## PROVIDED RECORDS
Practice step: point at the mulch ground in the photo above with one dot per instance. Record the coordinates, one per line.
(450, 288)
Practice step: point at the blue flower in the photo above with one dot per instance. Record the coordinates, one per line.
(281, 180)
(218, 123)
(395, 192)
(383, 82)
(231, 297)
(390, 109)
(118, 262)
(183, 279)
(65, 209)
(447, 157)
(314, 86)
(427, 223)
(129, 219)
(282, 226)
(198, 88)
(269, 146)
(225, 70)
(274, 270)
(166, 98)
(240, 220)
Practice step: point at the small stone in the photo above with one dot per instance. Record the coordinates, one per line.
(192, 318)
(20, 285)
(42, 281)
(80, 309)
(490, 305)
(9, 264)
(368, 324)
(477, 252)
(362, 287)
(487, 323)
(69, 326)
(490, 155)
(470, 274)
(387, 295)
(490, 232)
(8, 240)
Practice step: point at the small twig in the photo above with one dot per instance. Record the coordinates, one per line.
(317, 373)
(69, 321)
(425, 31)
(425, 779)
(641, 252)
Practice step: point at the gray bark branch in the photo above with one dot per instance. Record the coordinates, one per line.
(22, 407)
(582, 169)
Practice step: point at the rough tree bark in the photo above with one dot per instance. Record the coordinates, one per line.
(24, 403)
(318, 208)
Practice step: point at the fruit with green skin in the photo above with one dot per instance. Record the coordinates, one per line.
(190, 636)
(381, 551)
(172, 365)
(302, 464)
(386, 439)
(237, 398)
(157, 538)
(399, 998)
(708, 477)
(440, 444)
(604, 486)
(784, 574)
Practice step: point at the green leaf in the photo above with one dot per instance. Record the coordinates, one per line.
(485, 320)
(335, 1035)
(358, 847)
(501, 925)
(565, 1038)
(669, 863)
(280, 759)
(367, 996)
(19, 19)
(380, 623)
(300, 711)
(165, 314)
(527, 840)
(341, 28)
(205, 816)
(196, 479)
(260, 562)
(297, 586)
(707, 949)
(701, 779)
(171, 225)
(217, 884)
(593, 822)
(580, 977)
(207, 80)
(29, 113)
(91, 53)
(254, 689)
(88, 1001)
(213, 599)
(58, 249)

## WHAT IS BEING ASKED
Everything from the line with "Practice step: point at the gray" through the last line of the entries is to be written out again, unchanged; nothing else belongs in the answer.

## TASK SOLUTION
Practice step: point at the gray bark branch in the photo above with one dot per instance. Record the coordinates, one per line.
(22, 407)
(582, 169)
Practice step: point at the rough tree bark in the photo above with one dot per instance. Record the coordinates, one per line.
(24, 403)
(318, 208)
Practice step: point at the fruit with green skin in the photo above with one dot per instance. Record the coordinates, one per line.
(190, 636)
(381, 551)
(172, 365)
(302, 464)
(386, 439)
(237, 398)
(157, 538)
(399, 998)
(708, 477)
(440, 444)
(604, 486)
(784, 574)
Practice step: point at the green leaf in the photo above with one dot per instance. Record the coordinates, one per line.
(485, 320)
(335, 1035)
(358, 847)
(501, 925)
(565, 1038)
(669, 863)
(280, 759)
(367, 996)
(19, 19)
(380, 623)
(300, 711)
(165, 314)
(527, 840)
(341, 28)
(205, 816)
(196, 479)
(260, 562)
(297, 586)
(707, 949)
(701, 779)
(171, 225)
(217, 884)
(593, 822)
(580, 977)
(207, 80)
(29, 113)
(91, 53)
(254, 689)
(88, 1001)
(213, 599)
(58, 249)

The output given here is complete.